-- ЧТО СДЕЛАТЬ --
Допишите приведенный ниже текст о соотношении внешнего обряда и внутренней жизни, начав сразу после его последнего предложения.

-- ТЕКСТ --
####

Внешнее и внутреннее находятся здесь в очень сложном соотношении. Есть тенденция, которая говорит: «У меня все духовное вот тут, внутри. Мне ничего не надо из внешнего». Но это глубокая ошибка, потому что человек все свои переживание выражает, так или иначе. И он не может остаться бесплотным духом, который равнодушно стоит и только где-то в глубине души переживает. Нет. Все выражается, воплощается у плотского человека, воплощается в жест, в мимику, переживание вместе души и тела. Но, в то же время, у внешнего, скажем, у обряда, есть некое коварство, есть некий подводный камень, а именно, тенденция превращаться в самодовлеющее начало. То есть очень хорошо, когда человек, сосредоточившись перед лицом Божьим, осенит себя крестным знамением, но вот постепенно он может об этом забыть и продолжает креститься. И вот в народе уже слова «молиться» и «креститься» стали одинаковыми. И когда бабушка говорит внуку: «Ты молись, молись», – она вовсе не имеет в виду его сердце. Она имеет в виду, чтобы он помахал ручкой, сделал крестное знамение. Так незаметно вот это внешнее начинает вытеснять внутреннее. Является ли это опасностью для христианства? Нисколько. Это неспецифическая опасность. Фарисейский механизм работает в любом духовном движении. Потому что внешнее всегда проще. Поэтому фарисеи евангельских времен, они соблюдали тысячу обрядов, но внутреннее у них оставалось часто мертвым. И такое фарисейское внешнее благочестие бывало и в древней Индии, и в других странах. Это живет где угодно, когда угодно.

####

[Фрагменты набора данных с разметкой точек]
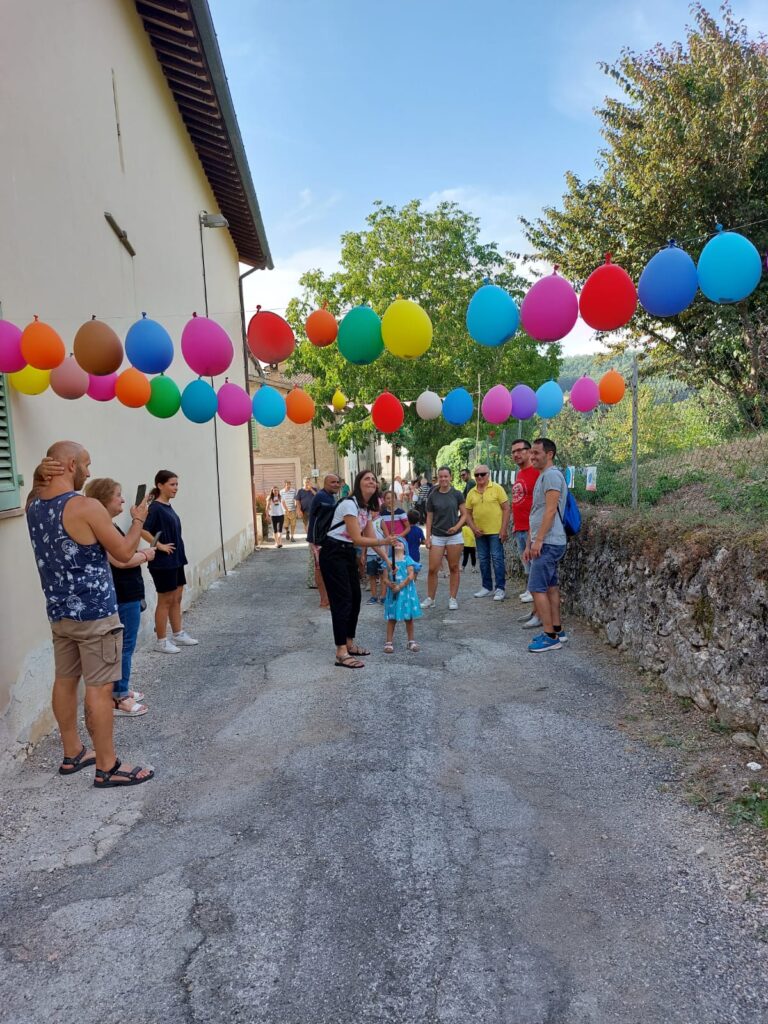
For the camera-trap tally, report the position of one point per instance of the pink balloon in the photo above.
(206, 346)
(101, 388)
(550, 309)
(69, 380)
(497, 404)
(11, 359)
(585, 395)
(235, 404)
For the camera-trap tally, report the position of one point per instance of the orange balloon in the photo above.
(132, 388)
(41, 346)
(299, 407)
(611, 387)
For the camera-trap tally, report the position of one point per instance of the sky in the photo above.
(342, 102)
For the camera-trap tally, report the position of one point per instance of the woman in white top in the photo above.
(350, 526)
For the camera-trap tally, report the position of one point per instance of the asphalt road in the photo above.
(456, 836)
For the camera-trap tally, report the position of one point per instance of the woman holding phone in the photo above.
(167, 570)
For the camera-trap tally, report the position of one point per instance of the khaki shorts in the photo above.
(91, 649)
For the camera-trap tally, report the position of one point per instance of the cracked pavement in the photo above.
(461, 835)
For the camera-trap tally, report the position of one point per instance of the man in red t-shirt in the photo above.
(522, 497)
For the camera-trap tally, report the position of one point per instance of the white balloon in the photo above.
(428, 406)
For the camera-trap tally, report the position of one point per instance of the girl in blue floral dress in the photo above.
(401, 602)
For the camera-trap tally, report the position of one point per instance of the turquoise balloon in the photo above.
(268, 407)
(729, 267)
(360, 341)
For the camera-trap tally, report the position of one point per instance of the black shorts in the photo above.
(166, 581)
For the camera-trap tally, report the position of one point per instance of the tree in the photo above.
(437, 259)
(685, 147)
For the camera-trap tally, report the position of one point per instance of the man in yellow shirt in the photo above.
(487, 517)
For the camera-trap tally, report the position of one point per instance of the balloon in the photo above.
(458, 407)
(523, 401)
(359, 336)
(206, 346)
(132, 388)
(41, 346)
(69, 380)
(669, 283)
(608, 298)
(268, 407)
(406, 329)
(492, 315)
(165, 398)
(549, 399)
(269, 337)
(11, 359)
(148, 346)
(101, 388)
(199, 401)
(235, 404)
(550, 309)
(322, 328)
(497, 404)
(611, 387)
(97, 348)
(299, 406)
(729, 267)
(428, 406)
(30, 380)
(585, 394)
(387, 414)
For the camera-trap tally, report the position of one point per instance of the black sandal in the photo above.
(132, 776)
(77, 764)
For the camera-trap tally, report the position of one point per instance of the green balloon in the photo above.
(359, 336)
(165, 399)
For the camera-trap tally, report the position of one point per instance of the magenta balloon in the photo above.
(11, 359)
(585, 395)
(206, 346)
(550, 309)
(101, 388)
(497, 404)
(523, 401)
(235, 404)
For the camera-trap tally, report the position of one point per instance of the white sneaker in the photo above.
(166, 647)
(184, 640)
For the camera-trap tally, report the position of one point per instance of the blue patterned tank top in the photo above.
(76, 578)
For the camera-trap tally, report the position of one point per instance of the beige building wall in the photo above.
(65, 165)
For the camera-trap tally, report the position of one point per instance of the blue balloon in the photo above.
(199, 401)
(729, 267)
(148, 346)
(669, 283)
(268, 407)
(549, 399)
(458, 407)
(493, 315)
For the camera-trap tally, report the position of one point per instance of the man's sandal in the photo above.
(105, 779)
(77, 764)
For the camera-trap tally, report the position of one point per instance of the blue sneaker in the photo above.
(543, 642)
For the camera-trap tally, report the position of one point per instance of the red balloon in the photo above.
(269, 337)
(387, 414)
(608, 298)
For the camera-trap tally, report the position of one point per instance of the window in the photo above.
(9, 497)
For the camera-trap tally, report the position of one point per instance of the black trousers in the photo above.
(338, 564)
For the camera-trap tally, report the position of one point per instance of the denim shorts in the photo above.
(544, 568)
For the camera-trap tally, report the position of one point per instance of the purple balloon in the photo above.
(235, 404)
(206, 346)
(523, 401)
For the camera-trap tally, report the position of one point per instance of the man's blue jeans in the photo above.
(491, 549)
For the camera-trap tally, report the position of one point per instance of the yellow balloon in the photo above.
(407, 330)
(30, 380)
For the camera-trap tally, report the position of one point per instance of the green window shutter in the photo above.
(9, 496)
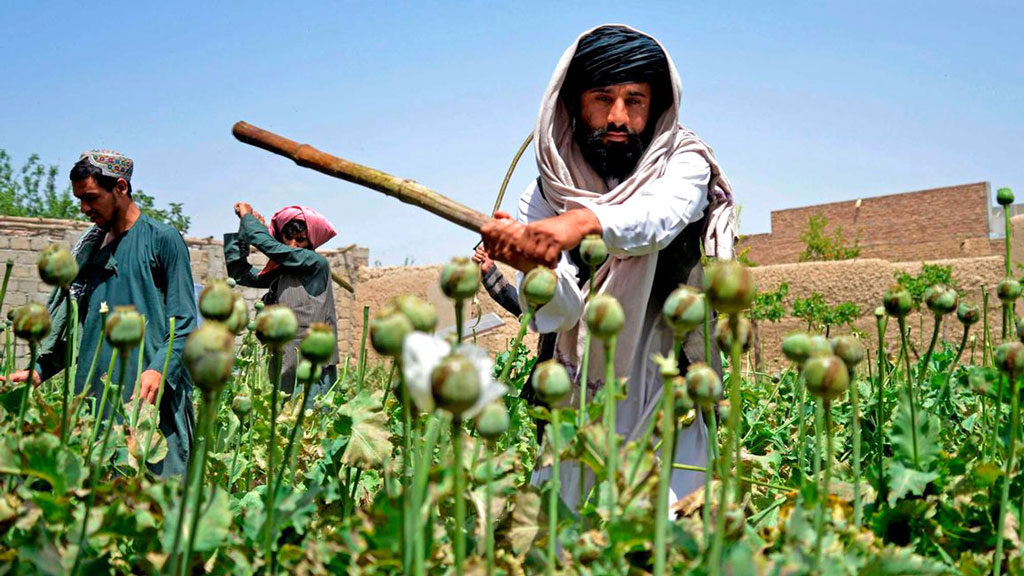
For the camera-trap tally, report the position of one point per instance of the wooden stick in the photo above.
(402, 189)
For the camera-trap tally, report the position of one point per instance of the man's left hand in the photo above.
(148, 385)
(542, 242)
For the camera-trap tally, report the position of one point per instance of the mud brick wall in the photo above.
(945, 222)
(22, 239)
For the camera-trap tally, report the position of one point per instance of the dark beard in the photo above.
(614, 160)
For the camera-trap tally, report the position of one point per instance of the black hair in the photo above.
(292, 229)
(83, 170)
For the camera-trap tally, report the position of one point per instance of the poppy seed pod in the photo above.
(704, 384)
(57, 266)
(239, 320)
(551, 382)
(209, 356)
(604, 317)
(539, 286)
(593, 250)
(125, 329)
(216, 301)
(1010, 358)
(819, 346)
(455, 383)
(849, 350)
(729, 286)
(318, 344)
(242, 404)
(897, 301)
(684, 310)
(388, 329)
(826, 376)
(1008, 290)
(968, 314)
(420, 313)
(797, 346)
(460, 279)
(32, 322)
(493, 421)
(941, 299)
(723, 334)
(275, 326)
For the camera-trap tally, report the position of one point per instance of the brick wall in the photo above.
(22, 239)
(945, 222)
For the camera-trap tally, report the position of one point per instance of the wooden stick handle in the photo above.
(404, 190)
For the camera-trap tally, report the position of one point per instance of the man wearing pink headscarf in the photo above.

####

-- ЧТО ПОЛУЧИЛОСЬ --
В диалектике двух элементов, внешнего и внутреннего, открытого к миру и, в то же время, сосредоточенного, заключается самая глубинная истина Писания. И когда мы всматриваемся в нее, мы находим в итоге главную форму, последнюю форму. Духовное сообщество людей, идущее к высшей цели, несомненно представляет собой, все-таки, некое обособленное целое. И в то же время, это сообщество открыто всем и всему миру. Основание церкви уходит в древние ветхозаветные времена. Когда Бог призвал Авраама, Он сказал ему: «Отделись, выйди из своей страны, из дома своего отца, стань странником». Обособление. И в то же время, ему было сказано: «Но через тебя благословятся все племена и народы земли». Вот эта антиномия, этот парадокс Библии, он остается живым и сейчас, спустя 4 000 лет. Да, тот, кто хочет глубинно, духовно развиваться должен выстраивать ограду вокруг своей души. Иначе шум мира все заглушит. Но, в то же время, тот, кто не хочет превратить это в маленькую резервацию, в душный лампадный мирок, в котором дух не может жить, тот человек не должен делать эту ограду абсолютной. Это как вдох и выдох, это как общение с многими, и общение с одним, это как уединение и общение, это как день и ночь, это как то, что соединяется вместе. Таким образом, вывод, по крайней мере для меня, ясен. Два понимания христианства не являются, ни одно, заблуждением. А каждое берет какую-то сторону одну и неоправданно ее развивает. В синтезе полнота и жизнь.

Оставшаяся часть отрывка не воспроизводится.